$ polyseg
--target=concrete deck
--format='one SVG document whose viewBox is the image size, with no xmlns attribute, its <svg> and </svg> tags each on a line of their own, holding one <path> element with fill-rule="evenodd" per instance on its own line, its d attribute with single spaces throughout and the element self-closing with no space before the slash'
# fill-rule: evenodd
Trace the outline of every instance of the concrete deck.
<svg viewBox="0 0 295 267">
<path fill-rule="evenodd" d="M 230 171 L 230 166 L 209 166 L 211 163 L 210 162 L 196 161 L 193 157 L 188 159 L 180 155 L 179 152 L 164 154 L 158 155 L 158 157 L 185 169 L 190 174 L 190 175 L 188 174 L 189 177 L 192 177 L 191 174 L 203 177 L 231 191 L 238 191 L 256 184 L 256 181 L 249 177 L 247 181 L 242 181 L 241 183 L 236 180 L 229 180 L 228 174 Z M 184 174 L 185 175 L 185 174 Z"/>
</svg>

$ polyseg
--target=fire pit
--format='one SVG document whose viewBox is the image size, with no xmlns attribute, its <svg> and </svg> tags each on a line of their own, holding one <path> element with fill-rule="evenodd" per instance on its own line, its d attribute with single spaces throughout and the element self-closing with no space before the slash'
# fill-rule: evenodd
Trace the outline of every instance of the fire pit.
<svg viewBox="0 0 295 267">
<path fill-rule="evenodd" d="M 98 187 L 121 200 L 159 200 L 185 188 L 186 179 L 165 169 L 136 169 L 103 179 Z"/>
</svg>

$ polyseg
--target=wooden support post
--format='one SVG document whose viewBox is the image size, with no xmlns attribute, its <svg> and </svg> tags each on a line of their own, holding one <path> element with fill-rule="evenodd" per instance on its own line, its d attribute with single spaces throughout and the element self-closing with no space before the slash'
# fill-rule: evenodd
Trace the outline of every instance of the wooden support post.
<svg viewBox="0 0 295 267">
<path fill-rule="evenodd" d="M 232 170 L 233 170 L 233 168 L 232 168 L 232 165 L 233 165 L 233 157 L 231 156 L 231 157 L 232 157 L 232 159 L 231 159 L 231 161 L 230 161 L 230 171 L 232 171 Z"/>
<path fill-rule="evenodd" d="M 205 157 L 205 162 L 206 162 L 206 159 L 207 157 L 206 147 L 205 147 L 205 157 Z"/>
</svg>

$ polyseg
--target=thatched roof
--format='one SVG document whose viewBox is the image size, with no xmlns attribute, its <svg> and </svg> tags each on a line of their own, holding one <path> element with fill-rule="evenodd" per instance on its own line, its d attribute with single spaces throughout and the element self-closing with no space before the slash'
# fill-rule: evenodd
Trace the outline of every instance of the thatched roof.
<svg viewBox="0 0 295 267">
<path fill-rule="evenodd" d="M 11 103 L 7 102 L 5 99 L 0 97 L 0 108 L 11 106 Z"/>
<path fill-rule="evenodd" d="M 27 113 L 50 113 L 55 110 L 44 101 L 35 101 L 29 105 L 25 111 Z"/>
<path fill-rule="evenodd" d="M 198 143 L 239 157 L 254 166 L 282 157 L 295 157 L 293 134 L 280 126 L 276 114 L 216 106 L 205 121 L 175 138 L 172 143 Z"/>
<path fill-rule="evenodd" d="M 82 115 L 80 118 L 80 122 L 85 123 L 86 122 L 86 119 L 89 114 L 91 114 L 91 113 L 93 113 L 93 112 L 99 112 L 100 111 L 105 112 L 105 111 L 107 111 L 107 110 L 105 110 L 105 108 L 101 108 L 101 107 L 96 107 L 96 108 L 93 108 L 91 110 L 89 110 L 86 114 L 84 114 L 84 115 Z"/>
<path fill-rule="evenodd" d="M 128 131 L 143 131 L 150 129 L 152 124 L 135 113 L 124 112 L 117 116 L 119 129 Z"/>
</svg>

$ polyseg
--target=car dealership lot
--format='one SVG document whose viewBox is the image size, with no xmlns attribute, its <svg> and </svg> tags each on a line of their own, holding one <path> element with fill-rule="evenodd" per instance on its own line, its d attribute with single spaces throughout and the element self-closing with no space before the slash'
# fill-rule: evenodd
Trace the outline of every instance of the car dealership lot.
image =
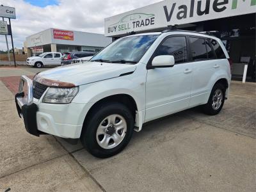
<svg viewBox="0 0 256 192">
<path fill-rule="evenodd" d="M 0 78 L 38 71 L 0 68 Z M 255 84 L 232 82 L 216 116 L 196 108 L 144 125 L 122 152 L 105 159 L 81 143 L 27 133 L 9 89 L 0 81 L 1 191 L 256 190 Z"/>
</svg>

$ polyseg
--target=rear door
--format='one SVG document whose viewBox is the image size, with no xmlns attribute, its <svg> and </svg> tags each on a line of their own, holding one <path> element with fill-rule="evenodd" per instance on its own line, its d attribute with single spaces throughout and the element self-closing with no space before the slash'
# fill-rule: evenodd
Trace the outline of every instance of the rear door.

• • • • • • •

• What is asked: Except for the pictures, reproduce every line exactly.

• Correct answer:
$ polyseg
--target=concrete deck
--format='one SVG document whose viewBox is the image size, with no xmlns attribute, its <svg> and </svg> tags each on a line of their own, holding one <path> element with fill-rule="evenodd" per instance on its own line, its d attribute with single spaces throughout and the element self-closing with no space before the slash'
# fill-rule: evenodd
Trace the outline of every instance of the concrete deck.
<svg viewBox="0 0 295 267">
<path fill-rule="evenodd" d="M 230 171 L 230 166 L 209 166 L 211 163 L 210 162 L 196 161 L 193 157 L 188 159 L 180 155 L 179 152 L 164 154 L 158 155 L 158 157 L 185 169 L 190 174 L 190 175 L 188 174 L 189 177 L 192 177 L 191 174 L 203 177 L 231 191 L 238 191 L 256 184 L 256 181 L 249 177 L 247 181 L 242 181 L 241 183 L 236 180 L 229 180 L 228 174 Z M 184 174 L 185 175 L 185 174 Z"/>
</svg>

$ polyseg
--target=fire pit
--format='one SVG document whose viewBox is the image size, with no xmlns attribute, its <svg> and </svg> tags each on a line of their own, holding one <path> element with fill-rule="evenodd" per instance on its own line, its d attribute with single spaces throughout and the element self-closing with no space before the slash'
# fill-rule: evenodd
Trace the outline of every instance of the fire pit.
<svg viewBox="0 0 295 267">
<path fill-rule="evenodd" d="M 98 187 L 121 200 L 159 200 L 185 188 L 186 179 L 165 169 L 136 169 L 103 179 Z"/>
</svg>

$ polyseg
--target=wooden support post
--format='one SVG document whose viewBox is the image size, with no xmlns attribute, its <svg> and </svg> tags each on a line of their own, holding one <path> element with fill-rule="evenodd" per instance on its own line, its d attribute with single spaces throughout and the element self-closing with no space before the slash'
# fill-rule: evenodd
Trace the outline of every instance of the wooden support post.
<svg viewBox="0 0 295 267">
<path fill-rule="evenodd" d="M 232 170 L 233 170 L 233 168 L 232 168 L 232 165 L 233 165 L 233 157 L 231 156 L 231 157 L 232 157 L 232 159 L 231 159 L 231 161 L 230 161 L 230 171 L 232 171 Z"/>
<path fill-rule="evenodd" d="M 205 157 L 205 162 L 206 162 L 206 159 L 207 157 L 206 147 L 205 147 L 205 157 Z"/>
</svg>

$ polyseg
--target=thatched roof
--format='one SVG document whose viewBox is the image size, with no xmlns attribute, its <svg> and </svg> tags each on a line of their own, holding one <path> element with fill-rule="evenodd" per instance on its own line, its d attribute with single spaces throughout and the element self-closing with no space before the slash'
# fill-rule: evenodd
Trace the outline of every instance of the thatched roof.
<svg viewBox="0 0 295 267">
<path fill-rule="evenodd" d="M 11 103 L 7 102 L 5 99 L 0 97 L 0 108 L 11 106 Z"/>
<path fill-rule="evenodd" d="M 27 113 L 50 113 L 55 110 L 44 101 L 35 101 L 29 105 L 25 111 Z"/>
<path fill-rule="evenodd" d="M 198 143 L 239 157 L 254 166 L 282 157 L 295 157 L 293 134 L 280 126 L 276 114 L 216 106 L 205 121 L 175 138 L 172 143 Z"/>
<path fill-rule="evenodd" d="M 82 115 L 80 118 L 80 122 L 85 123 L 86 122 L 86 119 L 89 114 L 91 114 L 91 113 L 93 113 L 93 112 L 99 112 L 100 111 L 105 112 L 105 111 L 107 111 L 107 110 L 105 110 L 105 108 L 101 108 L 101 107 L 96 107 L 96 108 L 93 108 L 91 110 L 89 110 L 86 114 L 84 114 L 84 115 Z"/>
<path fill-rule="evenodd" d="M 128 131 L 143 131 L 150 129 L 152 124 L 135 113 L 124 112 L 117 116 L 119 129 Z"/>
</svg>

$ polyseg
--target=car dealership lot
--format='one SVG document whose viewBox is the image size, with no xmlns attribute, its <svg> and </svg> tags each on a line of their own, holding one <path> element with fill-rule="evenodd" per instance on its own line, its d attribute with single spaces throughout and the element self-closing with no space before the slash'
# fill-rule: evenodd
Trace the outline of every instance of the car dealership lot.
image =
<svg viewBox="0 0 256 192">
<path fill-rule="evenodd" d="M 0 78 L 38 71 L 0 68 Z M 255 84 L 232 82 L 216 116 L 196 108 L 144 125 L 122 152 L 105 159 L 81 143 L 27 133 L 9 89 L 0 81 L 1 191 L 256 190 Z"/>
</svg>

$ polyseg
--target=rear door
--format='one SVG document whose viewBox is the image size, with no xmlns attribute, its <svg> and </svg> tags each on a line of their own, holding one <path> element with fill-rule="evenodd" per instance on its own line, its d attribute with single spaces throughout and the element self-closing with no space before the slash'
# fill-rule: evenodd
Trace the outline of every instance of the rear door.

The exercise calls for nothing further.